*STATED PROBLEM:*
Collect each line of the listing below that contains the string "ladder", and copy those lines in order.

*RECORD EXCERPTS:*
------------------------------------------------------------------------

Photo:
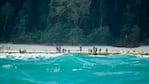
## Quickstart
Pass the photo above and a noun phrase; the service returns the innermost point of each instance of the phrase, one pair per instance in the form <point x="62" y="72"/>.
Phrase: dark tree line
<point x="73" y="22"/>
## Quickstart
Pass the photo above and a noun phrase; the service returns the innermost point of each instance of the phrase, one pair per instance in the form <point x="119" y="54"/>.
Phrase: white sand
<point x="4" y="46"/>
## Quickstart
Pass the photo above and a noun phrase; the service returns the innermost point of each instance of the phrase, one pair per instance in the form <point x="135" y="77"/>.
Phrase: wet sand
<point x="32" y="48"/>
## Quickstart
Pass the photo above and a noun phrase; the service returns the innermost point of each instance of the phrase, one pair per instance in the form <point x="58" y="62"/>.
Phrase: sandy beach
<point x="14" y="48"/>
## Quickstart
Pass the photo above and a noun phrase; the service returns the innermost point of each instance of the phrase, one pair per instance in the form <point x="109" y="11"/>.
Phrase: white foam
<point x="28" y="56"/>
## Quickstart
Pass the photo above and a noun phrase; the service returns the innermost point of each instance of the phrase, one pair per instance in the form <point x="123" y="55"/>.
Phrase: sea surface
<point x="73" y="69"/>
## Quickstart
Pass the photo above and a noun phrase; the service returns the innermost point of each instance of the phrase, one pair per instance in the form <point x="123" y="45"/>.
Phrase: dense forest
<point x="75" y="22"/>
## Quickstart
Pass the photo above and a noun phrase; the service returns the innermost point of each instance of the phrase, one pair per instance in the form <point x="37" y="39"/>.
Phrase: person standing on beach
<point x="80" y="48"/>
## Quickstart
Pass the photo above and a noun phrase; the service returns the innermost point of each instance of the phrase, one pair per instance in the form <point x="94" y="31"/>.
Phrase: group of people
<point x="95" y="51"/>
<point x="61" y="50"/>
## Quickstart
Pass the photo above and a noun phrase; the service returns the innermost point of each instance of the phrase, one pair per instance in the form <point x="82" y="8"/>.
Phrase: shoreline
<point x="101" y="50"/>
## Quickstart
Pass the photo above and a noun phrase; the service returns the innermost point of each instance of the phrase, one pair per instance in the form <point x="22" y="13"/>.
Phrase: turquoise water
<point x="73" y="69"/>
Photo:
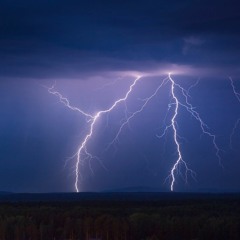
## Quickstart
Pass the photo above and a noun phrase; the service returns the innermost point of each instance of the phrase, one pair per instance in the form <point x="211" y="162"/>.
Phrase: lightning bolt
<point x="237" y="95"/>
<point x="176" y="104"/>
<point x="132" y="115"/>
<point x="82" y="150"/>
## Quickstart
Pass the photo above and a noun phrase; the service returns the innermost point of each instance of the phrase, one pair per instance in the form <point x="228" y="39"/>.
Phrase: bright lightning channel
<point x="176" y="104"/>
<point x="93" y="120"/>
<point x="173" y="125"/>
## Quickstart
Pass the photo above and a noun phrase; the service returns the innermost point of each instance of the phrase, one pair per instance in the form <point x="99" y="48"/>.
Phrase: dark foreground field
<point x="119" y="216"/>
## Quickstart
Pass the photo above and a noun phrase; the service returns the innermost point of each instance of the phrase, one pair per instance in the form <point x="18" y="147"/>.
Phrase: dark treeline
<point x="121" y="220"/>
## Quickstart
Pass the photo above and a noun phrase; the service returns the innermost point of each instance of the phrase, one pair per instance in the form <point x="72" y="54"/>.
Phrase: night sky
<point x="92" y="51"/>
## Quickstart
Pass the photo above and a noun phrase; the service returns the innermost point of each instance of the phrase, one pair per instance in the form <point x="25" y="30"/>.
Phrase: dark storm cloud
<point x="63" y="38"/>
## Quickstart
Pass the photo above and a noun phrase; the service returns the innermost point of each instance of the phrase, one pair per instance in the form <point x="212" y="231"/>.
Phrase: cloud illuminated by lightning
<point x="176" y="104"/>
<point x="237" y="95"/>
<point x="93" y="120"/>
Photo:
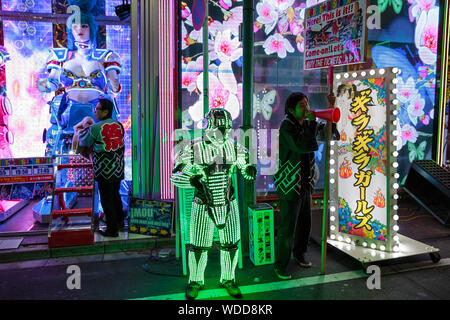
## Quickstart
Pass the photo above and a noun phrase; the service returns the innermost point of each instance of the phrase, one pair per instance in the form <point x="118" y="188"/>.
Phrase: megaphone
<point x="332" y="114"/>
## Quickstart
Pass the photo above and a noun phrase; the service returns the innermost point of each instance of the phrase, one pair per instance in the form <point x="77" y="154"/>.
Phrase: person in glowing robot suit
<point x="207" y="164"/>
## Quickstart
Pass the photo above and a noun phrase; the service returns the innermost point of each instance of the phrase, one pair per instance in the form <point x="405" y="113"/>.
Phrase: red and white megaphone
<point x="332" y="114"/>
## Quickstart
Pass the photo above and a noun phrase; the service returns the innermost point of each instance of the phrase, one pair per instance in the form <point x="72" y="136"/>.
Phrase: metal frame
<point x="392" y="104"/>
<point x="50" y="225"/>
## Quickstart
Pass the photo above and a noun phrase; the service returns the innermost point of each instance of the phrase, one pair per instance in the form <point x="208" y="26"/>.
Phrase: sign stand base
<point x="366" y="255"/>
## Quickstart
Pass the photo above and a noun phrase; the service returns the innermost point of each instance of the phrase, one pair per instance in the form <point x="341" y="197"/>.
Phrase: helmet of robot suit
<point x="217" y="125"/>
<point x="76" y="30"/>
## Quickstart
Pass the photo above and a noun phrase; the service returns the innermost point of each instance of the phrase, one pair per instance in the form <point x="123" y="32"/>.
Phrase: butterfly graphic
<point x="396" y="5"/>
<point x="417" y="152"/>
<point x="379" y="86"/>
<point x="264" y="104"/>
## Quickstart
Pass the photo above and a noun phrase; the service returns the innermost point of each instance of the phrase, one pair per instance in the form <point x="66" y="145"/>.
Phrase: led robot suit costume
<point x="207" y="164"/>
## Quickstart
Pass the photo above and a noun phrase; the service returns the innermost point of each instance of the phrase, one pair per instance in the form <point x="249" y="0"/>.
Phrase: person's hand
<point x="88" y="121"/>
<point x="309" y="114"/>
<point x="251" y="172"/>
<point x="331" y="99"/>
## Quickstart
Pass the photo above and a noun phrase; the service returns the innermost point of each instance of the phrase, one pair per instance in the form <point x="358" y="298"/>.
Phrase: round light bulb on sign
<point x="198" y="13"/>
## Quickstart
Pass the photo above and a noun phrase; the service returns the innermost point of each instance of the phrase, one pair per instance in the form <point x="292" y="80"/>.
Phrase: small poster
<point x="150" y="217"/>
<point x="26" y="178"/>
<point x="336" y="34"/>
<point x="363" y="165"/>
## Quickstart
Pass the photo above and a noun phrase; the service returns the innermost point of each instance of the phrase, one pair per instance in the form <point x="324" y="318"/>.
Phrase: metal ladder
<point x="70" y="236"/>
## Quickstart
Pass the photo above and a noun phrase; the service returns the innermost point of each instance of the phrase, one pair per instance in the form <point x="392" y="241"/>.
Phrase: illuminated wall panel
<point x="363" y="163"/>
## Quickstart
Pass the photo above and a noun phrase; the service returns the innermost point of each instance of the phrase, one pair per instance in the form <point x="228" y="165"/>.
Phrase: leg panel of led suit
<point x="201" y="238"/>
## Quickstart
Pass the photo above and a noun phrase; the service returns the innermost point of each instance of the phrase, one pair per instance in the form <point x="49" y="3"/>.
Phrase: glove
<point x="251" y="172"/>
<point x="335" y="135"/>
<point x="195" y="182"/>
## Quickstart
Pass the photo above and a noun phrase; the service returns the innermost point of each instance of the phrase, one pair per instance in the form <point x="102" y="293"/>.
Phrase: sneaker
<point x="303" y="262"/>
<point x="282" y="274"/>
<point x="107" y="233"/>
<point x="232" y="289"/>
<point x="192" y="290"/>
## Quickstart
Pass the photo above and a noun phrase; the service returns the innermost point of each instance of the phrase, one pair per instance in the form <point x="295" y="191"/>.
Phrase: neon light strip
<point x="166" y="94"/>
<point x="443" y="89"/>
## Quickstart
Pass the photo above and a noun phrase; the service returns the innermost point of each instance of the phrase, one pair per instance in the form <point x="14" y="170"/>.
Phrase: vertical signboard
<point x="363" y="179"/>
<point x="336" y="33"/>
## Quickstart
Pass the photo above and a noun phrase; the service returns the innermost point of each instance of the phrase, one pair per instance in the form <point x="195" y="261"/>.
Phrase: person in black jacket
<point x="295" y="180"/>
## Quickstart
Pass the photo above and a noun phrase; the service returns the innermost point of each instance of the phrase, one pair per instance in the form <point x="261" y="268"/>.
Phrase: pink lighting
<point x="167" y="96"/>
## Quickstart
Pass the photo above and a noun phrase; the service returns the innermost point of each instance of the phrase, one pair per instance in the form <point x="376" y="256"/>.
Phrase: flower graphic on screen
<point x="279" y="45"/>
<point x="290" y="21"/>
<point x="426" y="36"/>
<point x="112" y="136"/>
<point x="189" y="75"/>
<point x="408" y="134"/>
<point x="418" y="6"/>
<point x="227" y="49"/>
<point x="415" y="109"/>
<point x="406" y="91"/>
<point x="220" y="96"/>
<point x="267" y="15"/>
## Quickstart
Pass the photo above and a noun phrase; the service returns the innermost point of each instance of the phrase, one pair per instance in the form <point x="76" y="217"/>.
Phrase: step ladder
<point x="70" y="235"/>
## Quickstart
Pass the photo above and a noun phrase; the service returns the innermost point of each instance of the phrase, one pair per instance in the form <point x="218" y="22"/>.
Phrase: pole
<point x="326" y="190"/>
<point x="247" y="194"/>
<point x="205" y="62"/>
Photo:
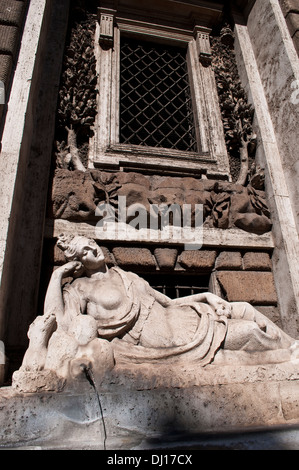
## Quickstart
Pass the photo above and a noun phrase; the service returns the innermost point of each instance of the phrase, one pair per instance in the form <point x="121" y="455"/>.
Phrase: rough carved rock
<point x="75" y="196"/>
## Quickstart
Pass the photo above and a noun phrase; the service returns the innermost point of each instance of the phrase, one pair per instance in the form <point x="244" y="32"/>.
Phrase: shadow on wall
<point x="175" y="436"/>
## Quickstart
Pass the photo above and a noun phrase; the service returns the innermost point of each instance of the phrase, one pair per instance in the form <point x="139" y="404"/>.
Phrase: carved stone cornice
<point x="106" y="21"/>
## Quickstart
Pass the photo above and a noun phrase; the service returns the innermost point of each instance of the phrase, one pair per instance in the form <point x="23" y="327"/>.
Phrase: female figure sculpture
<point x="108" y="316"/>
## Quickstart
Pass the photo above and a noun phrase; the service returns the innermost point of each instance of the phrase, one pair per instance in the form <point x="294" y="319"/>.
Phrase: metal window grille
<point x="155" y="99"/>
<point x="175" y="286"/>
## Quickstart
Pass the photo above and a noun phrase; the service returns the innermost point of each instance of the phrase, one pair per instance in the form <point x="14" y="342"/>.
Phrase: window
<point x="158" y="106"/>
<point x="176" y="286"/>
<point x="155" y="97"/>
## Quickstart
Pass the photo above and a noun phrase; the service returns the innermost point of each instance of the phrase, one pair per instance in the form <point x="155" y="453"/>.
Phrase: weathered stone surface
<point x="225" y="205"/>
<point x="288" y="6"/>
<point x="134" y="257"/>
<point x="254" y="287"/>
<point x="166" y="257"/>
<point x="292" y="20"/>
<point x="225" y="399"/>
<point x="229" y="260"/>
<point x="200" y="260"/>
<point x="12" y="11"/>
<point x="9" y="39"/>
<point x="257" y="261"/>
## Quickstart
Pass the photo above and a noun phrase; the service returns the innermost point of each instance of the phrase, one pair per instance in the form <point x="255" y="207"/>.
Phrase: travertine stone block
<point x="256" y="288"/>
<point x="292" y="20"/>
<point x="9" y="36"/>
<point x="288" y="6"/>
<point x="12" y="12"/>
<point x="257" y="261"/>
<point x="229" y="260"/>
<point x="202" y="259"/>
<point x="137" y="257"/>
<point x="166" y="257"/>
<point x="296" y="41"/>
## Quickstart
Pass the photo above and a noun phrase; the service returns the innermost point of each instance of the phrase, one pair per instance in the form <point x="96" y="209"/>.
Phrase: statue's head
<point x="83" y="249"/>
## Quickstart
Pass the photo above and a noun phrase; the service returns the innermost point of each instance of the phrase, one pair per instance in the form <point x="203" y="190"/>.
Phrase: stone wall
<point x="12" y="14"/>
<point x="290" y="10"/>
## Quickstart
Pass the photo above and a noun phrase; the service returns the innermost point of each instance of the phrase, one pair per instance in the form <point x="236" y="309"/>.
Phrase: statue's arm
<point x="220" y="306"/>
<point x="54" y="299"/>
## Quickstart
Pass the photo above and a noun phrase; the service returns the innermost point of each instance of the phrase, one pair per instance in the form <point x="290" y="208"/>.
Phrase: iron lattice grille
<point x="155" y="100"/>
<point x="176" y="286"/>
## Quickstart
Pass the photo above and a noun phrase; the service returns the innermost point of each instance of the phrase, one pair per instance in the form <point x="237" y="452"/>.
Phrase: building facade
<point x="173" y="116"/>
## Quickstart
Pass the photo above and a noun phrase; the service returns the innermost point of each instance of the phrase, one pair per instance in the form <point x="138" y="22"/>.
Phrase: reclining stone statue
<point x="106" y="317"/>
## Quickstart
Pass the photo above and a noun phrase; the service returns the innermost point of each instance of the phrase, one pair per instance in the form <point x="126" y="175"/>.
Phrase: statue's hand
<point x="71" y="268"/>
<point x="220" y="306"/>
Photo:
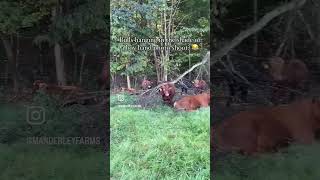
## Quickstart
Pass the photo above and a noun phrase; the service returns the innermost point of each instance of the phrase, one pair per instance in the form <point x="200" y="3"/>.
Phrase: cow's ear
<point x="265" y="66"/>
<point x="315" y="100"/>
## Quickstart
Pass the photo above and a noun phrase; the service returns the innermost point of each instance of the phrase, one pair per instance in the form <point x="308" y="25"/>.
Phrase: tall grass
<point x="294" y="163"/>
<point x="22" y="161"/>
<point x="159" y="143"/>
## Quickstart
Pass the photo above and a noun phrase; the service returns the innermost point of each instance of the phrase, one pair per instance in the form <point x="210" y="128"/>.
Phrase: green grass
<point x="21" y="161"/>
<point x="298" y="163"/>
<point x="159" y="144"/>
<point x="35" y="162"/>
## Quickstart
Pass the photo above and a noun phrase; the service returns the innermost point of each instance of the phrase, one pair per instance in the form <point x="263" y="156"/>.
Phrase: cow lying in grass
<point x="190" y="103"/>
<point x="268" y="128"/>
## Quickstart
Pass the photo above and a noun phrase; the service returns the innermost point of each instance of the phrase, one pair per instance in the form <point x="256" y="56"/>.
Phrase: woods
<point x="266" y="60"/>
<point x="60" y="34"/>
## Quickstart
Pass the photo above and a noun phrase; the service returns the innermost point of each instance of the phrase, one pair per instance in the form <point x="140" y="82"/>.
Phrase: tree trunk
<point x="11" y="55"/>
<point x="58" y="53"/>
<point x="255" y="19"/>
<point x="83" y="57"/>
<point x="59" y="64"/>
<point x="128" y="79"/>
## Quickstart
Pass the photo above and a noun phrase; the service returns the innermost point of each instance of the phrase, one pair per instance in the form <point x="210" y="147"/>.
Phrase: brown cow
<point x="200" y="85"/>
<point x="293" y="74"/>
<point x="167" y="92"/>
<point x="267" y="128"/>
<point x="146" y="84"/>
<point x="190" y="103"/>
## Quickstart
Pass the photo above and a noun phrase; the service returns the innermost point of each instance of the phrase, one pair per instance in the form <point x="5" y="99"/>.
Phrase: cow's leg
<point x="243" y="92"/>
<point x="232" y="93"/>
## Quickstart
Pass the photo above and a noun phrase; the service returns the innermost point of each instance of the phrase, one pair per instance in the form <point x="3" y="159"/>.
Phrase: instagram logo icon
<point x="35" y="115"/>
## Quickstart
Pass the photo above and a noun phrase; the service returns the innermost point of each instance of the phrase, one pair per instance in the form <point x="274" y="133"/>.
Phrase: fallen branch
<point x="204" y="60"/>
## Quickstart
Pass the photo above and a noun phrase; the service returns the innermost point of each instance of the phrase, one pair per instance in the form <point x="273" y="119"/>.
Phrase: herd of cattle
<point x="253" y="131"/>
<point x="268" y="128"/>
<point x="168" y="90"/>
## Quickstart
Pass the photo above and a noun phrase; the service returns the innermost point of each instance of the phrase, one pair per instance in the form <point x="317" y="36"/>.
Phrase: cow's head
<point x="167" y="90"/>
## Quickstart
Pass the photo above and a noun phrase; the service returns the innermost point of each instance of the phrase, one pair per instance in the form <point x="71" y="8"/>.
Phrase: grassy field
<point x="22" y="161"/>
<point x="34" y="162"/>
<point x="159" y="143"/>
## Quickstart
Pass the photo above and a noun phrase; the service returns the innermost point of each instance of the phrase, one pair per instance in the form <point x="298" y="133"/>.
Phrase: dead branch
<point x="286" y="36"/>
<point x="311" y="34"/>
<point x="256" y="27"/>
<point x="204" y="60"/>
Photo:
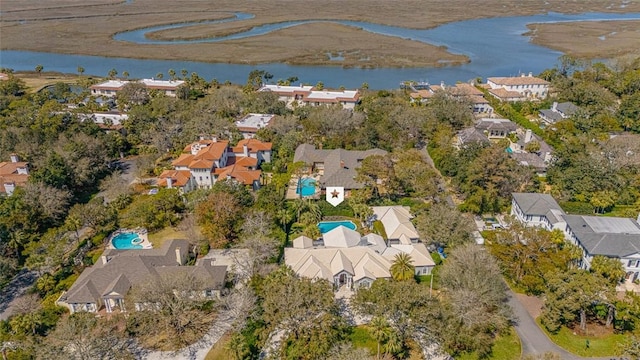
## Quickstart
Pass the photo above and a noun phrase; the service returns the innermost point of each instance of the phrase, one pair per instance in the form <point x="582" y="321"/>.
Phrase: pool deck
<point x="142" y="234"/>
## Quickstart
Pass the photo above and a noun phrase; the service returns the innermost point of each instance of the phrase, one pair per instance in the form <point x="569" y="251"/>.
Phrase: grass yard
<point x="505" y="348"/>
<point x="159" y="237"/>
<point x="604" y="345"/>
<point x="219" y="350"/>
<point x="361" y="338"/>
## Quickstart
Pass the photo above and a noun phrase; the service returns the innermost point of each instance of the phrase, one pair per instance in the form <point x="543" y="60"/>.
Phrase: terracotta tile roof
<point x="254" y="146"/>
<point x="180" y="177"/>
<point x="240" y="173"/>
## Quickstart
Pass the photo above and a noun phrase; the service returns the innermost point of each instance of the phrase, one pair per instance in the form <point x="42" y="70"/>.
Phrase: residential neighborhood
<point x="300" y="222"/>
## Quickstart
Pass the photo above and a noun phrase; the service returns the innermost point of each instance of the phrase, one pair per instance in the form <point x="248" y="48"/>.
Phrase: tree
<point x="176" y="310"/>
<point x="218" y="217"/>
<point x="571" y="295"/>
<point x="475" y="300"/>
<point x="402" y="268"/>
<point x="82" y="336"/>
<point x="305" y="310"/>
<point x="380" y="330"/>
<point x="609" y="268"/>
<point x="443" y="225"/>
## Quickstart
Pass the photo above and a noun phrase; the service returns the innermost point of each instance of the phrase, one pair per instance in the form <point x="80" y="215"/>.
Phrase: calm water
<point x="495" y="46"/>
<point x="326" y="226"/>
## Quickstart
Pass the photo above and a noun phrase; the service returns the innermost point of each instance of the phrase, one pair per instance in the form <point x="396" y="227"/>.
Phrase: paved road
<point x="16" y="288"/>
<point x="533" y="340"/>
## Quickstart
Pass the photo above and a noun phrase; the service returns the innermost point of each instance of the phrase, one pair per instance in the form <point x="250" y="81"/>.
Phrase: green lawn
<point x="505" y="348"/>
<point x="159" y="237"/>
<point x="607" y="345"/>
<point x="361" y="338"/>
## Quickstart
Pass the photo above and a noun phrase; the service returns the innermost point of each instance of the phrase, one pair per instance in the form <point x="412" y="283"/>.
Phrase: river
<point x="496" y="47"/>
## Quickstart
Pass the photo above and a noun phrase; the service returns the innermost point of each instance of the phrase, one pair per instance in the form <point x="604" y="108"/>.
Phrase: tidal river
<point x="496" y="47"/>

------------------------------------------------------------------------

*FINAL RESULT:*
Phrase: metal ladder
Phrase: step ladder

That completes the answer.